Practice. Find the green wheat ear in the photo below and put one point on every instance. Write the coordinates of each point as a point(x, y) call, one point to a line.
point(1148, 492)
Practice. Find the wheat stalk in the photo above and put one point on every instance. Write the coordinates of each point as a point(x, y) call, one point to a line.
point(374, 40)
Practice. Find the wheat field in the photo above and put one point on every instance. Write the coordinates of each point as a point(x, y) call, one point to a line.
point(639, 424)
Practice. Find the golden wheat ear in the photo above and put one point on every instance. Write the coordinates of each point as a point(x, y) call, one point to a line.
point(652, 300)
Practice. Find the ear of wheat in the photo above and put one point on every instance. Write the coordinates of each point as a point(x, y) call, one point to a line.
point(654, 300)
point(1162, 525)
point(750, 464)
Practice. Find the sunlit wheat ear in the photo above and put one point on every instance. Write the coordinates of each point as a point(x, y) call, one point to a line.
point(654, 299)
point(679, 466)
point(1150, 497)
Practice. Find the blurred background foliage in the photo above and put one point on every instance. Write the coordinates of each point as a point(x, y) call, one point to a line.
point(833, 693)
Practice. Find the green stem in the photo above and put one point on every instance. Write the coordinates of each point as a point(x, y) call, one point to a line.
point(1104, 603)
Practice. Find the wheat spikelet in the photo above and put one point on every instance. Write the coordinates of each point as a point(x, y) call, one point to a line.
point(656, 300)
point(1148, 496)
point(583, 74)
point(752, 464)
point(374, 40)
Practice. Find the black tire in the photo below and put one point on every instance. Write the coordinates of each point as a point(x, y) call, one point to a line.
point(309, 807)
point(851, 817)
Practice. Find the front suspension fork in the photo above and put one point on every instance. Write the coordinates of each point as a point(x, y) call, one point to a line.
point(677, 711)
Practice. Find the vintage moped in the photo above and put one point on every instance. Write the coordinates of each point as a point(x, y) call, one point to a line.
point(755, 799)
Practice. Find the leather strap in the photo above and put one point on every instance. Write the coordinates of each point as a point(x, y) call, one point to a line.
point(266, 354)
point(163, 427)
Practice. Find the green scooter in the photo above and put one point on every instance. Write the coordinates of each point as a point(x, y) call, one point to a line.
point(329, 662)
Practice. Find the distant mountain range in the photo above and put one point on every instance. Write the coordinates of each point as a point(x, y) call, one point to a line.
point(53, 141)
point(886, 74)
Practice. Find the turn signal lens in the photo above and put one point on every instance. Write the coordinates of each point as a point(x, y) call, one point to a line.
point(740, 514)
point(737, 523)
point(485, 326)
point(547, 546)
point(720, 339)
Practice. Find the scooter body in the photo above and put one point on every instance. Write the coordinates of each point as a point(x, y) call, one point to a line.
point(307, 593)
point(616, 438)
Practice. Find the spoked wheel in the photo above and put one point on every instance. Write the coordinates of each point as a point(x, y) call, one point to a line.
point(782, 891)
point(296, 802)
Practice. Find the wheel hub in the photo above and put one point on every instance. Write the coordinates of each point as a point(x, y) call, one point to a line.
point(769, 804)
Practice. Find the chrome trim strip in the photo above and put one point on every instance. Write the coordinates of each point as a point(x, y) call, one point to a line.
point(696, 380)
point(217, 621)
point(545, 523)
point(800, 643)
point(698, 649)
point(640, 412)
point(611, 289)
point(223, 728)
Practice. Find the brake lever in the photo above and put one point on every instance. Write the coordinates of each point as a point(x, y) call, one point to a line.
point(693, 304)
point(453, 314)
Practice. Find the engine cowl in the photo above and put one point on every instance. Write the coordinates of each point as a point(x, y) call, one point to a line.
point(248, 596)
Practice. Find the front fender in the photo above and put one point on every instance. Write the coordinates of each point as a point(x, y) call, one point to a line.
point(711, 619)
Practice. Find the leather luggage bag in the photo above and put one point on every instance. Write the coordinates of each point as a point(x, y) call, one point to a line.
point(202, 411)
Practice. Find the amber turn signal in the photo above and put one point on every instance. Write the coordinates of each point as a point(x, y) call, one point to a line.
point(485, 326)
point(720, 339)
-----
## What the exercise asks
Reproduce word for word the stretch of lines from the very first one through the line containing "point(833, 693)".

## The result
Practice. Find the green wheat ear in the photo below and put one point on every instance. Write the coordinates of each point as a point(x, y) call, one point to a line.
point(1148, 492)
Practice. Find the wheat stalk in the photo above and put one point on every instance. Write the coordinates of each point as a point(x, y) call, one point to a line.
point(374, 40)
Practice. Find the wheat field in the photo above and put one point on every instance. Write the coordinates of each point as a point(x, y) call, one point to a line.
point(639, 424)
Practice. Find the golden wheat ear in the photo above and put one point on every instance. Write the coordinates of each point as a point(x, y) call, one point to a line.
point(652, 300)
Practice. Find the ear of wheat in the photo above and put one point on every instance. Write the coordinates of each point as a point(x, y) call, one point to a line.
point(654, 300)
point(1162, 525)
point(750, 464)
Practice. Find the sunlit wheat ear in the photo above and put one point on every instance. Write the coordinates of each point as a point(x, y) call, one point to a line.
point(654, 299)
point(679, 466)
point(1150, 497)
Practice. Find the blurred background foliage in the photo above and put one point on every instance. Write the coordinates of each point as a point(x, y) call, one point to a line.
point(833, 693)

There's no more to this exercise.